Supplied text:
The other option hasn’t been seriously tried here in Thailand yet, as far as I know. That is to find a way to penetrate into the very heart of the village culture as a full-fledged participant. However, the rhythms of life in this village are orchestrated to a Buddhist tempo. The center of village life is the temple. The houses surround the temple, the fields and orchards surround the houses. To reject the temple and its role in people’s lives is not only counter-cultural, it is futile. The Catholics have been here in Thailand 400 years and the Protestants nearly 200. The statistical results aren’t impressive. Maybe it is time to try the second option.

Still, this sounds like I plan to be devious and hide my real agenda like the cult of Sun Yung Moon does. The Moonies don’t tell new converts right away that the Rev. Moon and his wife are greater than Jesus. That surprise comes later, after the thorough indoctrination and the mass marriages. Professor Saeng of Chiang Mai University, a Buddhist philosopher and sincere critic as well as an admirer of Christian theology, has often accused Christians of similar insincerity and duplicity in their inter-religious dialogue and “studies” of Buddhism. “Your real agenda is always conversion,” he charges.

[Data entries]
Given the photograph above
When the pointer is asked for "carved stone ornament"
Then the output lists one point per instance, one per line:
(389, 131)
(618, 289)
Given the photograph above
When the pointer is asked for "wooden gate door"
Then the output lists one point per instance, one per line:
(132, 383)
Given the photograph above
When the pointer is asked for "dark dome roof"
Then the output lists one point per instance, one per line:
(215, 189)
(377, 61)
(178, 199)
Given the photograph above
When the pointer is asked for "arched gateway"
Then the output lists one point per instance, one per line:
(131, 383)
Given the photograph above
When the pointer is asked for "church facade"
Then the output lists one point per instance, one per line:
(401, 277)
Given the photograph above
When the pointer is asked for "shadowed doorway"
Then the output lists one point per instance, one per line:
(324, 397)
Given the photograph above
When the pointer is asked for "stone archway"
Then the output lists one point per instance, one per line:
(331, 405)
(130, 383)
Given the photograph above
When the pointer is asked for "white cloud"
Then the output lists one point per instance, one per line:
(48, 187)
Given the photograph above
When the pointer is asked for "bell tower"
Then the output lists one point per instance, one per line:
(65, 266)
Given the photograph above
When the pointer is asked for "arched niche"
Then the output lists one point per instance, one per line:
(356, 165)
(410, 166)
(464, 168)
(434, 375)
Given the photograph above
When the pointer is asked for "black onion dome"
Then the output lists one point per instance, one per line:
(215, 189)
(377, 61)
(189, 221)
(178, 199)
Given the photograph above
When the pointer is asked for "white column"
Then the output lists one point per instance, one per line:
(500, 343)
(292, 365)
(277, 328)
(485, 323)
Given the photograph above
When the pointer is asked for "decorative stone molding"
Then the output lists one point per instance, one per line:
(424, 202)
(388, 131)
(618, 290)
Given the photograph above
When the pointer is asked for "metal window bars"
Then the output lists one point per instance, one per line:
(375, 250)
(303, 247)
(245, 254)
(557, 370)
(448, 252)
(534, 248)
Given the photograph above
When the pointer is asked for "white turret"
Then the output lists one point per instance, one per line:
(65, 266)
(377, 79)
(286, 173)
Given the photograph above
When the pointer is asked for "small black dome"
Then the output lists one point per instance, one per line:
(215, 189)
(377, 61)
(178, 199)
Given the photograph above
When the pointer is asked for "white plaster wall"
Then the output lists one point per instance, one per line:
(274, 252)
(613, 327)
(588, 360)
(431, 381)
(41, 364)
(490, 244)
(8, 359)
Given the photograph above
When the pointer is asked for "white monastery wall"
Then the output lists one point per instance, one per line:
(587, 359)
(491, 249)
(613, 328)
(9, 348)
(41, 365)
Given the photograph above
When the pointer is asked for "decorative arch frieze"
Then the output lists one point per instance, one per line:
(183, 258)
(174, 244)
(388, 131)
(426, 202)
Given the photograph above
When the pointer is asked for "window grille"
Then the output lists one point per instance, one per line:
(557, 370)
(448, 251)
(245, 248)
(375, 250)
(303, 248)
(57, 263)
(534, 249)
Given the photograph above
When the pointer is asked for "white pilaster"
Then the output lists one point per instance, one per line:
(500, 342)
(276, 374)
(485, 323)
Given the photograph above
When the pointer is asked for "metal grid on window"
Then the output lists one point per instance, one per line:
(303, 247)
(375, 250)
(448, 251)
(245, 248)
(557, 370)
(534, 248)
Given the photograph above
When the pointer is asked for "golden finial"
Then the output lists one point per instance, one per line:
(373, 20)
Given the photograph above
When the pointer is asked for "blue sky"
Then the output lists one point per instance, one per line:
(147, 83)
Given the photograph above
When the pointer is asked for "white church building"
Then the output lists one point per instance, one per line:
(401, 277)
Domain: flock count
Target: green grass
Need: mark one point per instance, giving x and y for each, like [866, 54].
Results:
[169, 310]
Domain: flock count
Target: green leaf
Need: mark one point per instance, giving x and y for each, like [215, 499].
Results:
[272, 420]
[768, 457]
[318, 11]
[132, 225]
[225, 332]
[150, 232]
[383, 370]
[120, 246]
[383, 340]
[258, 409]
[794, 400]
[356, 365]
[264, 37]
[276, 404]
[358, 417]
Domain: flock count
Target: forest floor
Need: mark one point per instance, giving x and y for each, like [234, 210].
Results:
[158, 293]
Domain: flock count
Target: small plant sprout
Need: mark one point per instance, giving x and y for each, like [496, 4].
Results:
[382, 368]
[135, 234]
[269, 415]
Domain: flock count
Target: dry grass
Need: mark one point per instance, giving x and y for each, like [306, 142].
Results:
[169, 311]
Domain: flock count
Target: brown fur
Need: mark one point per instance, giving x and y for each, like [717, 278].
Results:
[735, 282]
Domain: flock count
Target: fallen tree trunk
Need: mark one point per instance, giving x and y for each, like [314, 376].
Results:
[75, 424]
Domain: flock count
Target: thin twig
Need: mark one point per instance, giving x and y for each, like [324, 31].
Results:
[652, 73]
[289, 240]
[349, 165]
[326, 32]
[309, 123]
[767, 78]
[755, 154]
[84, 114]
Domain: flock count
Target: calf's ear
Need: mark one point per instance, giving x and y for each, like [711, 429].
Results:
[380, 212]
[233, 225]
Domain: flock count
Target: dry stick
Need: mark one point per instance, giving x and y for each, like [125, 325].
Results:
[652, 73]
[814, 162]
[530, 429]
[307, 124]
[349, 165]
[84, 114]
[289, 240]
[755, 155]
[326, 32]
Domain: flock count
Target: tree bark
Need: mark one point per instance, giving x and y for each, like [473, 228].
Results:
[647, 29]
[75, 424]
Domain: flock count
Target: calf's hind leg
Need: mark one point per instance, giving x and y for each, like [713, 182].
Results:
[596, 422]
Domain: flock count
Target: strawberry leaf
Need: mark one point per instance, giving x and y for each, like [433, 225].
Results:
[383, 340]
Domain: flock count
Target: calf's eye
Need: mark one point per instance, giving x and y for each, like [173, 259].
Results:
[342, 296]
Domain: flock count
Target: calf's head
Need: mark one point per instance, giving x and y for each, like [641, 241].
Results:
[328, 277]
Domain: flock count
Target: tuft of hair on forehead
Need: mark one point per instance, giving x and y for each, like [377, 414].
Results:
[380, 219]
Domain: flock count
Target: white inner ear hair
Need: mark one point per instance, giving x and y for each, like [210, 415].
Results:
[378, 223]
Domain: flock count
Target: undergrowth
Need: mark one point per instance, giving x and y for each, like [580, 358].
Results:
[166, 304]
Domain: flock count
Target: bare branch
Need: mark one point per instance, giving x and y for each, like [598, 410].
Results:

Instructions to follow: According to the passage on village life in Thailand above, how long have Catholics been in Thailand?

Task answer: 400 years.